- _EXCERPT_:
▼

Best Tuna Salad Recipe

Made with sustainable skipjack tuna, briny capers, grainy Dijon and fresh dill this tuna salad packs a flavour punch. With lots of celery, red onion and seeds for added texture and plant-based protein, it makes the best sandwiches, wraps and tuna melts!
Prep Time:15 minutes
Course: Main Course, Salad, Snack
Keyword: high-protein, salad, tuna
Servings: 4

Ingredients

  • 2 170 g tins sustainable skipjack tuna
  • ¼ cup chopped celery
  • ¼ cup diced red onion
  • 1 scallion sliced
  • 3 tablespoons mayonnaise or full fat Greek yogurt
  • 2 tablespoons mixed pumpkin and sunflower seeds
  • 1 tablespoon freshly squeezed lemon juice about 1/2 a lemon
  • 1 tablespoon maple syrup
  • 1 tablespoon fresh dill chopped
  • 1 teaspoon capers
  • 1 teaspoon grainy Dijon mustard
  • Coarse sea salt and freshly ground black pepper to taste

Instructions

  • In a medium-sized bowl, add all ingredients in order then stir together until combined breaking up any large pieces as you go. Season with salt and freshly ground black pepper to taste, then serve as desired.

Notes

Dressing: Both regular and vegan mayonnaise or full fat plain Greek yogurt all work well in this recipe.
Storage: Leftover tuna salad may be stored in an airtight container in the refrigerator for up to 5 days. Simply let sit for 15 minutes, stir and serve.

▲

- _WHAT IS EXPECTED_:
Transcribe the part of the tuna salad recipe from "Storage: Leftover tuna" to "stir and serve.".

Natural-language object grounding data:
▼

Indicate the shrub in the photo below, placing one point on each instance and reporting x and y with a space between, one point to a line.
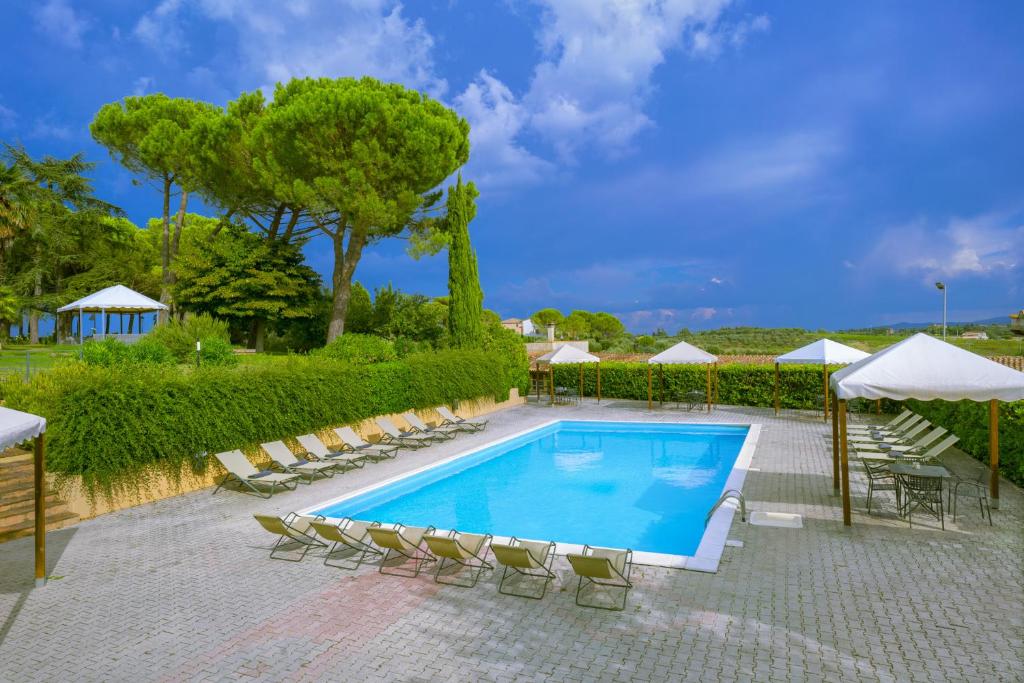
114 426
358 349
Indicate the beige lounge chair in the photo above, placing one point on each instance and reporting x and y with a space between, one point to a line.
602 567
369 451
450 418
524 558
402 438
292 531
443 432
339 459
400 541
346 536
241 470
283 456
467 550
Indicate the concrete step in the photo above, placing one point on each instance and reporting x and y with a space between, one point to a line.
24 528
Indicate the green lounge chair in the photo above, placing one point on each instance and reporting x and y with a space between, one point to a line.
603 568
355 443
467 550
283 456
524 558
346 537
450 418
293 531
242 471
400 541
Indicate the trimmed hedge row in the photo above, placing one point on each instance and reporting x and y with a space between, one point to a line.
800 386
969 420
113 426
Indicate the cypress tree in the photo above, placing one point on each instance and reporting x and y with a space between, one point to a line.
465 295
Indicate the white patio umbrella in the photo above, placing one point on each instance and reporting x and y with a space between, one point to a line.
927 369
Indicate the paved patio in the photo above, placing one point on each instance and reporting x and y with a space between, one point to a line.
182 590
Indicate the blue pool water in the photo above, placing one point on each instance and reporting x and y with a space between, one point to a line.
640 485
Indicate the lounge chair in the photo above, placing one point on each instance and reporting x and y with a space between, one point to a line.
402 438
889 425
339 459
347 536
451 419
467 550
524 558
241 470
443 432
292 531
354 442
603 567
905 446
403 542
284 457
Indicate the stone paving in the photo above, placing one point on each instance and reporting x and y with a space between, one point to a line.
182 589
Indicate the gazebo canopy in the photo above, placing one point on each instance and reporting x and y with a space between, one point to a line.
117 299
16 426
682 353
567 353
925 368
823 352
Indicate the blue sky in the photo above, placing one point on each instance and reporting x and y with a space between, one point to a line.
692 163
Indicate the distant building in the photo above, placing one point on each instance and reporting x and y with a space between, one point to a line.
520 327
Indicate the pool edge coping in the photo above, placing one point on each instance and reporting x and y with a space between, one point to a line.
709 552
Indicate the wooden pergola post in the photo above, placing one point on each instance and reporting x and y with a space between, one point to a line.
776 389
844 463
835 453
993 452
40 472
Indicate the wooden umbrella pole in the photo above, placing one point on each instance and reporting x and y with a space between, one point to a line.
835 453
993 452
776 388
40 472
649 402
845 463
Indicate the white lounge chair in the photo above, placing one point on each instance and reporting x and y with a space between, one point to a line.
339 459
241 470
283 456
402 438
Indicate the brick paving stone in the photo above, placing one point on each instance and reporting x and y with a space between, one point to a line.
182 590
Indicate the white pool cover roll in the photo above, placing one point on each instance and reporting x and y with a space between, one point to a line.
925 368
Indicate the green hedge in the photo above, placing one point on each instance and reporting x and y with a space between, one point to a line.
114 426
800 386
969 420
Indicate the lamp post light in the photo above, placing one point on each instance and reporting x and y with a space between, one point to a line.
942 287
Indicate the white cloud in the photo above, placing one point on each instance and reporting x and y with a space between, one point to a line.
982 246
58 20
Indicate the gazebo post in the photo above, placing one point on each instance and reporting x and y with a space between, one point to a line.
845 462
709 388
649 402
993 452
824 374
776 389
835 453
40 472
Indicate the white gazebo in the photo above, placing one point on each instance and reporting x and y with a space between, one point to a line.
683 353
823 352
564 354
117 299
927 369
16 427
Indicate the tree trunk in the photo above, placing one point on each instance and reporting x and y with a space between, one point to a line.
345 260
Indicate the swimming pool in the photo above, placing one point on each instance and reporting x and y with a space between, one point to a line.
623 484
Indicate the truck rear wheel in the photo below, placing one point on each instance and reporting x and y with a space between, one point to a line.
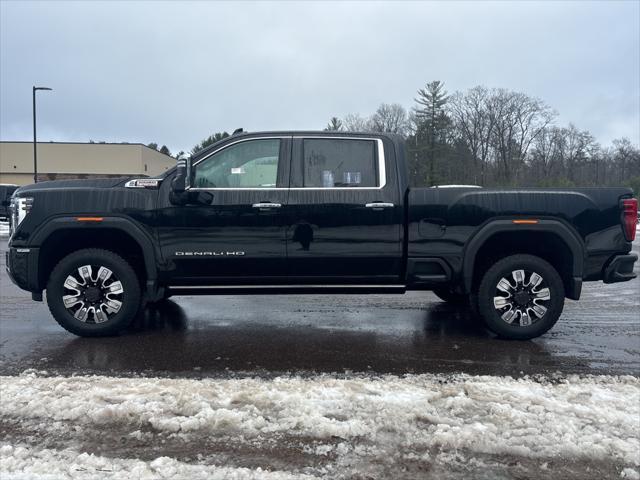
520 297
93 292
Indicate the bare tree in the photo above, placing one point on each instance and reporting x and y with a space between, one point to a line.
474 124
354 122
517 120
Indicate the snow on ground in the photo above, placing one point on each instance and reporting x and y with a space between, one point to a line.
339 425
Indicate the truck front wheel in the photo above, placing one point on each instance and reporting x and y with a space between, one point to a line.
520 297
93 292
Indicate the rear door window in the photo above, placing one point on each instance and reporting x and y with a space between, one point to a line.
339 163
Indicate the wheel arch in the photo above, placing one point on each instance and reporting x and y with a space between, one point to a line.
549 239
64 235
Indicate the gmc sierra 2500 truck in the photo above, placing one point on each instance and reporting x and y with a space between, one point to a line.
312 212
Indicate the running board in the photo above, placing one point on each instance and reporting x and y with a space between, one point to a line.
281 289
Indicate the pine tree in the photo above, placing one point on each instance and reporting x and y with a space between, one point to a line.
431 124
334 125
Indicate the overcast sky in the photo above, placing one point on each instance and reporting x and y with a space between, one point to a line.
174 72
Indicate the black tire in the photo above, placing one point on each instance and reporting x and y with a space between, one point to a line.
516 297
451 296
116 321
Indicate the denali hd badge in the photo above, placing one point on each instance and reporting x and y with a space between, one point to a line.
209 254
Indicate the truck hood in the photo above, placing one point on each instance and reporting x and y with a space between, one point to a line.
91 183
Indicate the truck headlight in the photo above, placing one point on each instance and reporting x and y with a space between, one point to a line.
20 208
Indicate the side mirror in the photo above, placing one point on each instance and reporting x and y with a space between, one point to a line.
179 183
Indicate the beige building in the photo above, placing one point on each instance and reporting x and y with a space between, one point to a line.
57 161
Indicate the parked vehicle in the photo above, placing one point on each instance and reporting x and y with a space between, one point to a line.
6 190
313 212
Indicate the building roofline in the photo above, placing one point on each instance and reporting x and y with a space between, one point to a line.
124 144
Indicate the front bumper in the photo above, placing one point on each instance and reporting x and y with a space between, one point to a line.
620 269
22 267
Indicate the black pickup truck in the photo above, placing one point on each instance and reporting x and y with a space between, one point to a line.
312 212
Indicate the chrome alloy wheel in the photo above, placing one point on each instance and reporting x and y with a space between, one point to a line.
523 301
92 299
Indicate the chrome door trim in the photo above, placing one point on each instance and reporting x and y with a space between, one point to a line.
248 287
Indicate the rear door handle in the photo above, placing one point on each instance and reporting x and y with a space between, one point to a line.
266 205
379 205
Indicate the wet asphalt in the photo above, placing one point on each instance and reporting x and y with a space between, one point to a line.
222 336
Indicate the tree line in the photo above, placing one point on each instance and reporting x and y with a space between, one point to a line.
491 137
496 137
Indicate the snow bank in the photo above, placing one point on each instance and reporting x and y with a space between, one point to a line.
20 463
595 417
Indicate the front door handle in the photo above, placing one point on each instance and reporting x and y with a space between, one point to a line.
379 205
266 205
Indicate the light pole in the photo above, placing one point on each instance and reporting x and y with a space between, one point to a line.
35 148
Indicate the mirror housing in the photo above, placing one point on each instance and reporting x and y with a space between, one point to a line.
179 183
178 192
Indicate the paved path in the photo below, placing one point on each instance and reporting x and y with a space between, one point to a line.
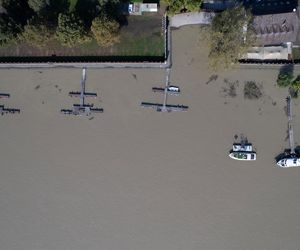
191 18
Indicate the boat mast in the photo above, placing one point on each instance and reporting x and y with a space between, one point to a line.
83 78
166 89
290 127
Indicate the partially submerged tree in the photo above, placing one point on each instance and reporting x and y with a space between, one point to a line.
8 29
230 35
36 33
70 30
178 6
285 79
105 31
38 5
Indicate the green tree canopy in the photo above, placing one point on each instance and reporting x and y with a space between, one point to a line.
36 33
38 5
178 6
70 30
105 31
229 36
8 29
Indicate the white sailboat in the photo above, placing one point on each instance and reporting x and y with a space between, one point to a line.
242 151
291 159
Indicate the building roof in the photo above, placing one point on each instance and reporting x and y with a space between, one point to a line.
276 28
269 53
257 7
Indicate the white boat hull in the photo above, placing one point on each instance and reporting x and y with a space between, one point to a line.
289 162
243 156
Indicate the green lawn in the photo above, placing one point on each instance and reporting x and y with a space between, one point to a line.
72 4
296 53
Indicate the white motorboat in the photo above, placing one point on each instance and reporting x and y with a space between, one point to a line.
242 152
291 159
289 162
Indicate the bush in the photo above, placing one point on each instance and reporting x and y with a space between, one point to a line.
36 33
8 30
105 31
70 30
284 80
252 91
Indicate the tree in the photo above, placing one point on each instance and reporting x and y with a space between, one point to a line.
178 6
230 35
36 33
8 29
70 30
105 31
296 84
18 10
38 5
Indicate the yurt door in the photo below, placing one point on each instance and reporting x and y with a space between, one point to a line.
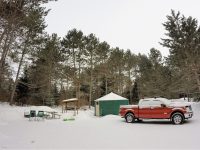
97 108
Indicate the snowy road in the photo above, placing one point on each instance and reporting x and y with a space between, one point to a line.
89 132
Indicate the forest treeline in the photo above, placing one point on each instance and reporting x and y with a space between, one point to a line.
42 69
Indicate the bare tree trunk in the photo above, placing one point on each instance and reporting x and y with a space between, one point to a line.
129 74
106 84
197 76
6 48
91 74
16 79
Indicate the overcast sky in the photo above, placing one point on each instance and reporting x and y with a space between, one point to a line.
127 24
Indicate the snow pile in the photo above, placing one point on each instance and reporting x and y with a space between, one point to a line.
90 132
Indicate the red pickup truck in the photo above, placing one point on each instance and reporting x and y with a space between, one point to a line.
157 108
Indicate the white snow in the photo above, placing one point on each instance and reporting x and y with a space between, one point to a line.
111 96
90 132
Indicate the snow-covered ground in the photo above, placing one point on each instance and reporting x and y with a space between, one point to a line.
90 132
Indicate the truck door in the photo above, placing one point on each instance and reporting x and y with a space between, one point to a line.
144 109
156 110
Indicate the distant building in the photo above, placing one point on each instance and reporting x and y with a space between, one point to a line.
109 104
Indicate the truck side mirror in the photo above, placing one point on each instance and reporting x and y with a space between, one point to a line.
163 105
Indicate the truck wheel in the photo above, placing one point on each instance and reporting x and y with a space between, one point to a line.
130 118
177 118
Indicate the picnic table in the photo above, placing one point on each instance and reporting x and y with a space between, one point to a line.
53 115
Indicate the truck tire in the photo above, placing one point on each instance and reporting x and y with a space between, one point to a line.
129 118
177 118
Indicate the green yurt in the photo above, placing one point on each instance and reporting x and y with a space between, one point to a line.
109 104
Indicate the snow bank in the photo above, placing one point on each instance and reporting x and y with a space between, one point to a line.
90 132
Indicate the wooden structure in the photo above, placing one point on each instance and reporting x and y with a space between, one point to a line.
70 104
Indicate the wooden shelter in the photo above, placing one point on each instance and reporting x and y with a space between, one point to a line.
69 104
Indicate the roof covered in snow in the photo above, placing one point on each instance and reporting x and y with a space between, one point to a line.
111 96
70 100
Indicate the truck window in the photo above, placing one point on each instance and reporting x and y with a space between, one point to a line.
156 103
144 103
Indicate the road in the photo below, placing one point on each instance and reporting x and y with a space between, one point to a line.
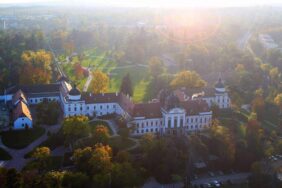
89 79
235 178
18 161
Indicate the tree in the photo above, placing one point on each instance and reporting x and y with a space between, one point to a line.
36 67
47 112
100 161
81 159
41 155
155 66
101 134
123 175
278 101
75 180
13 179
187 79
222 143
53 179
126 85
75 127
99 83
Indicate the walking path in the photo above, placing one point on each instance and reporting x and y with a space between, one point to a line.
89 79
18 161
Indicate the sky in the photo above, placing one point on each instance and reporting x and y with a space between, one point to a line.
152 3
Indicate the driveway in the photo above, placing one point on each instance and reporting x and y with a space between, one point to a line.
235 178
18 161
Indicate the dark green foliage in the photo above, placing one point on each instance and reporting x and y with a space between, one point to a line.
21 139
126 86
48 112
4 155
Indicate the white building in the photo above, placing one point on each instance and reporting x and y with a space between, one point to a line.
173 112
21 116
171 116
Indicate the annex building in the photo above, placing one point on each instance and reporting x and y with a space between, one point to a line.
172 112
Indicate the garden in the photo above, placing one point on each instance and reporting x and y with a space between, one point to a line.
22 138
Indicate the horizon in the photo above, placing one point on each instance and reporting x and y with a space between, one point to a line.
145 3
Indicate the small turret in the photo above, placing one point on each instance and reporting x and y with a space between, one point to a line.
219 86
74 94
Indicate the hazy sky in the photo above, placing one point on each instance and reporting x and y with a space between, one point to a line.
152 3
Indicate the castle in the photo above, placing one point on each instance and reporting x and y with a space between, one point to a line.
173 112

▲

- _WRITTEN RESPONSE_:
Storage: Leftover tuna salad may be stored in an airtight container in the refrigerator for up to 5 days. Simply let sit for 15 minutes, stir and serve.